In the next sessions — insight translation — we jotted down our observations on Post-Its and categorized them according to setup, prep, procedure, and post-procedure. This helped us identify the risks associated with those observations, and from there we identified user needs. Next the teams pinpointed several opportunity areas. We chose to focus on “helping users understand when the sterile area has been breached.”
This work resulted in a few concepts to pitch the “client,” who chose a gown with a visible window for exhibiting a digital badge embedded with RFID proximity sensors that alert the user and his co-workers when he or she has breached a sterile field. This tech-embedded badge would double as a digital ID along with being able to flag and track sterility breaches.
It would also be important to identify and delineate the sterile fields — the operating table and other work areas in the OR; and the rectangular area encompassing a person’s chest, arms, and hands held at chest height (see the middle square, below, for a rough sketch of this area). Come close to the boundary, and the badge would send a vibrotactile warning (a buzz).
Breach these zones, and the badge would turn red to alert others that the healthcare professional needs to leave the area and re-scrub if he or she wants to return.
We imagined a further iteration with a limb-specific vibrotactile buzz, and we also talked about it working in the opposite fashion for people who aren’t supposed to be in the sterile field — a circulating nurse, for instance. Built into this concept is the expectation that a healthcare worker will learn safer behavior over time by tracking his own progress. The badge makes him accountable for his own sterile status and breaches.
Mapping the Happy Path
This is where our interaction design expertise came in. With our concept defined, we led the group in an exercise to map the user flow for a surgeon who breaks sterile protocol, is “timed out,” and has to re-scrub.
Typically, we explained, interaction designers start with the “happy path” — or what is supposed to happen when the device works well — before diving into the edge cases and error flows.
To map that path, we asked ourselves:
- What feedback does the surgeon get when he approaches boundaries?
- What feedback does the surgeon get when he breaches protocol?
- What feedback is visible to others?
- How does the system reset?
- What happens with the info after the fact?
_ _ _ _ _ _ _
▸ **What is expected**
Write the next part of the account of the sterile-field badge concept, picking up from where it stops.

(Dataset entries)
_ _ _ _ _ _ _
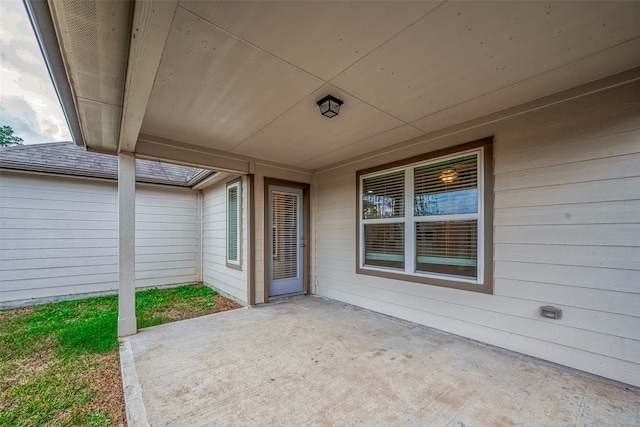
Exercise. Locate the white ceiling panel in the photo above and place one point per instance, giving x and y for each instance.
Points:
(302, 133)
(244, 77)
(322, 38)
(366, 145)
(464, 50)
(216, 90)
(623, 56)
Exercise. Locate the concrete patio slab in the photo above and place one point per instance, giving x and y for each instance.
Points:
(309, 361)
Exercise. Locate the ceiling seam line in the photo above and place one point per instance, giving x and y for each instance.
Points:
(355, 142)
(526, 79)
(470, 125)
(389, 39)
(98, 102)
(249, 43)
(279, 115)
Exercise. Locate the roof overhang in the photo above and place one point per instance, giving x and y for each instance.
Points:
(224, 84)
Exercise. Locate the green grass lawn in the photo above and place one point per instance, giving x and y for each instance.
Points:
(59, 362)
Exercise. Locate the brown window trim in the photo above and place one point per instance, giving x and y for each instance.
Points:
(235, 266)
(487, 285)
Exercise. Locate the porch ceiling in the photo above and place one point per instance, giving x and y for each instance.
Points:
(244, 77)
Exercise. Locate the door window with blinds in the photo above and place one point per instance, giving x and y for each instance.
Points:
(233, 223)
(425, 219)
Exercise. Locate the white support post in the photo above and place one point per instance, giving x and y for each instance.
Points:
(126, 244)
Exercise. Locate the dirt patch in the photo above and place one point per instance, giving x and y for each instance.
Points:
(107, 381)
(10, 314)
(189, 311)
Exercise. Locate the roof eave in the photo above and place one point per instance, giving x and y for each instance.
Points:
(40, 17)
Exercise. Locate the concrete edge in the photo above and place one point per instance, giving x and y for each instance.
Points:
(135, 409)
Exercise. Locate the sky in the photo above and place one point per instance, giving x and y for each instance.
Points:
(28, 101)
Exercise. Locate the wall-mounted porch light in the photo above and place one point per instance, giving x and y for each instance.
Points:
(448, 176)
(329, 106)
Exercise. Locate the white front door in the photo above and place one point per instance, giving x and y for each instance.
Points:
(287, 240)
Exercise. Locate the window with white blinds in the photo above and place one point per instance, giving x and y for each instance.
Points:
(424, 219)
(233, 223)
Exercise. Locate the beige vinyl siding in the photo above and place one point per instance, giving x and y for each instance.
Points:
(59, 236)
(166, 236)
(215, 272)
(566, 233)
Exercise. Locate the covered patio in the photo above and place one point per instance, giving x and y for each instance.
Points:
(312, 361)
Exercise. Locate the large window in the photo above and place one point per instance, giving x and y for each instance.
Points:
(424, 219)
(233, 223)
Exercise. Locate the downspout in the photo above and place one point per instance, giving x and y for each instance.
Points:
(200, 228)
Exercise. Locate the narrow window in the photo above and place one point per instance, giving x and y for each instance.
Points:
(233, 223)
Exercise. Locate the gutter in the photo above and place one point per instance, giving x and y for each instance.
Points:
(40, 18)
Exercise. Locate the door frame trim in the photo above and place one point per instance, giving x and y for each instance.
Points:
(306, 215)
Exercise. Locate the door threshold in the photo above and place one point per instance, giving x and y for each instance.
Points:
(278, 299)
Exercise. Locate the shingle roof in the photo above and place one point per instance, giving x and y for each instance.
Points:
(66, 158)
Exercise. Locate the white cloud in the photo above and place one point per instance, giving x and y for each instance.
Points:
(28, 102)
(28, 57)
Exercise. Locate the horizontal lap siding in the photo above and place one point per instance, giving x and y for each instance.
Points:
(59, 236)
(566, 233)
(215, 272)
(166, 236)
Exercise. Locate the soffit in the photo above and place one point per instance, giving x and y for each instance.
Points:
(94, 41)
(243, 77)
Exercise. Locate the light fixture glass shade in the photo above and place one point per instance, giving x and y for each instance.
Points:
(448, 176)
(329, 106)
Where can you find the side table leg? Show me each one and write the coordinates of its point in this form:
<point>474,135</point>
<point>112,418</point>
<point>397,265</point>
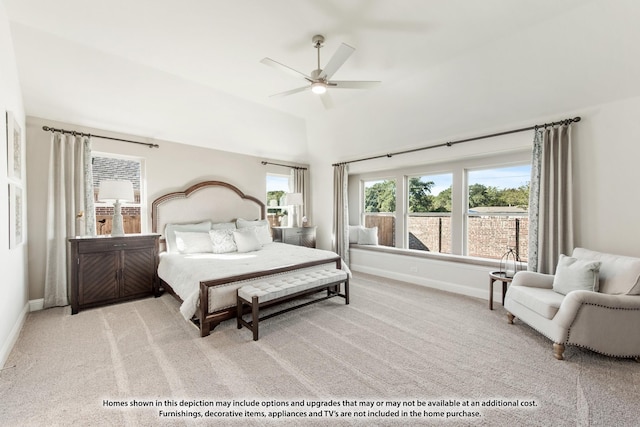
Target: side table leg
<point>491,281</point>
<point>504,291</point>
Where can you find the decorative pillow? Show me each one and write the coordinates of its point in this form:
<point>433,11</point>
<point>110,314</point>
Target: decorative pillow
<point>246,240</point>
<point>575,274</point>
<point>368,236</point>
<point>223,226</point>
<point>353,233</point>
<point>261,228</point>
<point>193,242</point>
<point>170,229</point>
<point>222,240</point>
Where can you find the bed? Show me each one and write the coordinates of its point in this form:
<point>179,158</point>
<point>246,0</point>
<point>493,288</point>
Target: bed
<point>206,282</point>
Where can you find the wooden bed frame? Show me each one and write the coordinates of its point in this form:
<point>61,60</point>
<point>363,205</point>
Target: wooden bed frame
<point>217,201</point>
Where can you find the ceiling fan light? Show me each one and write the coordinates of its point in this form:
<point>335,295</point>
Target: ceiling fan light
<point>318,88</point>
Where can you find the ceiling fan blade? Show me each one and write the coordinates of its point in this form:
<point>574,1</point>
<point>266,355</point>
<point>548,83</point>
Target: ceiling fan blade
<point>342,54</point>
<point>278,66</point>
<point>352,84</point>
<point>326,100</point>
<point>290,92</point>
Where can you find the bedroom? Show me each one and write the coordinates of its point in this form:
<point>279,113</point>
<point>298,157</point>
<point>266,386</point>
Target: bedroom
<point>506,79</point>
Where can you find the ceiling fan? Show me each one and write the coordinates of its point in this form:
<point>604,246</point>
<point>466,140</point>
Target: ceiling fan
<point>320,79</point>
_ _ _ _ _ _ _
▸ **Task result**
Afterward we refined the user flow and created an interactive prototype that we could take into user testing the next day. We built the interactive click-through prototype using Axure, and another team put together a gown prototype.
Low-Fidelity Prototype and User Testing
We combined the gown and our interactive prototype, running the latter on an Android phone hanging around the user’s neck, under the gown, and behind the window. Using the prototype, we took the workshop participants through IFU (instructions for use) development, risk analysis, and usability testing. Our quest to crunch a multiyear product-development lifecycle into two days was complete.
Cohabitating in the Usability Ecosystem
Ultimately the industrial designers in our workshop were surprised by how iterations in interaction design can go on … and on and on. When you’re working with software, you can keep testing and improving. A software interface is endlessly configurable.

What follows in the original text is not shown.